« Je n’ai jamais su quitter les situations de façon naturelle. J’ai toujours eu beaucoup de difficultés à dire au revoir, à la prochaine, à demain. La mort ne m’effraie pas. C’est la disparition des gens dans ma vie qui me tétanise. »
Je dépose Montréal-Nord (Québec Amérique), premier roman signé par l’humoriste, peintre, comédienne et chroniqueuse Marina Mazza avec une seule idée en tête : la rencontrer.
Ok, je ne suis pas le seul. La caste médiatique locale au grand complet l’a reçue en entrevue avant moi : La Presse, Le Journal de Montréal, Le Devoir, les magazines sérieux, à potins, la télé, la radio. J’avais vécu une sensation similaire quand j’avais rencontré Edith Blais en retard sur tout le monde au terme d’un marathon promotionnel intensif pour parler de son livre Le Sablier, dans lequel elle racontait ses quinze mois d’otage entre les mains de djihadistes dans le Sahara.
« T’en fais pas, Hugo, je gardais le meilleur pour la fin! T’as maigri, toi, by the way, tu ressembles vaguement à Daniel Craig dans James Bond! », m’a vite rassuré/complimenté Mariana Mazza en débarquant au café La Pistache, où elle a ses habitudes près de chez elle à Saint-Lambert, sur la Rive-Sud de Montréal.
Bon, elle ne m’a pas exactement dit ça, mais qu’importe.
Le rendez-vous dans le café est par contre bien réel. L’autrice de l’heure s’installe devant un croissant et un café dans l’établissement achalandé. Elle porte des vêtements décontractés, jusqu’aux pantoufles « don’t worry be happy » dans chaque pied.
On parle d’emblée du rôle de chroniqueuse littéraire qu’elle peaufine depuis quelques années, d’abord à l’émission Bonsoir bonsoir! et tout récemment au micro d’Il restera toujours la culture, également à Radio-Canada.
Un rôle qu’elle s’est patenté elle-même au départ. « C’était pendant la pandémie et j’avais “déviergé” le premier segment du concept “Qu’est-ce qu’on fait avant de se coucher”. J’avais recommandé un livre et un invité trouvait que je le vendais bien. J’ai alors proposé mes services comme critique littéraire. Le réalisateur pensait que je niaisais, mais j’étais sérieuse », débite avec son franc-parler habituel cette verbomotrice.
Bref, c’est ainsi qu’est née Mariana Mazza, la critique littéraire.
Celle-ci a pris du galon, si bien qu’elle est désormais à l’origine d’un « effet Mazza » dans certaines librairies dévalisées après la médiatisation de ses coups de cœur littéraires. « Je voulais faire rire au début, je me mettais de l’avant et pas les livres. Là, avec l’expérience, je me suis graduellement effacée derrière eux », analyse celle qui croule désormais sous les livres à la maison tellement elle en reçoit. Elle en lit plusieurs en même temps d’ailleurs, dont un avant de se coucher (le dernier Sophie Bienvenu présentement), un moment sacré dans sa routine.

Travail à faire>
A: Répondez aux questions suivantes à partir de l'article sur Mariana Mazza :
(i) Dans quel café a lieu le rendez-vous, et dans quelle ville se trouve-t-il ?
(ii) Que prend l'autrice en s'installant dans l'établissement ?
(iii) Quel livre lit-elle présentement avant de se coucher ?
B: Reprenez l'article sur Mariana Mazza à la suite de sa dernière phrase et poursuivez-le sur un ou deux paragraphes, dans le même ton.

Entrées de données>
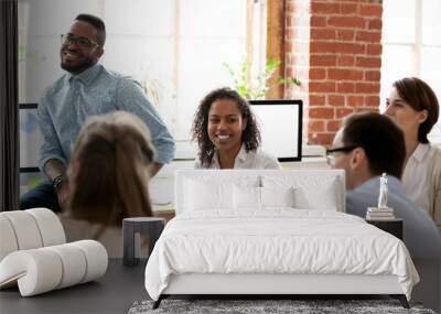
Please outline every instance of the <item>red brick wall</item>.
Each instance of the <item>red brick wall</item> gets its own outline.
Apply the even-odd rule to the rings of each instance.
[[[381,13],[381,0],[287,1],[286,75],[303,86],[286,97],[305,100],[309,143],[327,145],[344,116],[378,110]]]

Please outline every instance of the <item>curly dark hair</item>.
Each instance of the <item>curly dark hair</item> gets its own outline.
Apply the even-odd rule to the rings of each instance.
[[[197,141],[200,148],[200,160],[202,166],[209,166],[215,152],[215,147],[208,137],[208,112],[214,101],[218,99],[229,99],[236,102],[241,118],[247,120],[247,126],[241,132],[241,142],[245,143],[246,151],[256,150],[260,144],[260,131],[255,115],[250,106],[236,90],[223,87],[212,90],[202,99],[200,107],[194,116],[192,127],[192,140]]]

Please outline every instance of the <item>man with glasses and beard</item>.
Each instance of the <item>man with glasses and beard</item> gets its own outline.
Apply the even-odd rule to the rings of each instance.
[[[386,116],[363,112],[348,116],[335,134],[326,158],[346,177],[346,213],[365,217],[376,207],[380,175],[387,173],[387,205],[404,220],[404,242],[412,258],[440,259],[441,234],[430,216],[410,202],[400,177],[406,148],[402,131]]]
[[[89,116],[125,110],[141,118],[150,129],[155,149],[152,176],[174,155],[173,138],[141,86],[98,64],[106,42],[103,20],[79,14],[61,40],[61,67],[67,73],[47,88],[37,108],[43,134],[40,169],[49,182],[23,195],[21,209],[47,207],[61,212],[65,207],[71,149]]]

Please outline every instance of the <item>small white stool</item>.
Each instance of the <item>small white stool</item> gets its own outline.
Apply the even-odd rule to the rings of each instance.
[[[161,236],[165,226],[165,219],[158,217],[132,217],[122,219],[122,237],[123,237],[123,257],[125,266],[136,266],[139,263],[137,252],[141,252],[140,241],[136,240],[137,234],[139,237],[146,236],[149,240],[149,258],[153,250],[154,243]]]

Résultats attendus>
A:
(i) Au café La Pistache, à Saint-Lambert, sur la Rive-Sud de Montréal.
(ii) Un croissant et un café.
(iii) Le dernier Sophie Bienvenu.

B:
«Je me suis dit que si j’étais capable de faire vendre des livres, j’étais peut-être capable d’en écrire un.»
C’est à ce moment qu’un déclic s’est produit. « Je me suis dit que si j’étais capable de faire vendre des livres, j’étais peut-être capable d’en écrire un », souligne celle qui a elle-même approché l’éditeur Stéphane Dompierre, qu’elle affectionne particulièrement.
Si elle nie avoir un syndrome de l’imposteur (elle lit compulsivement depuis l’enfance et verse dans l’écriture depuis toujours avec son métier), elle ne cache pas certains complexes. « Est-ce que ça sera à la hauteur d’un “vrai” romancier? Je ne voulais pas être juste une artiste connue qui sort un livre », confesse-t-elle, citant Kevin Lambert, Caroline Dawson ou Alain Farah, des auteurs dont le style l’impressionne.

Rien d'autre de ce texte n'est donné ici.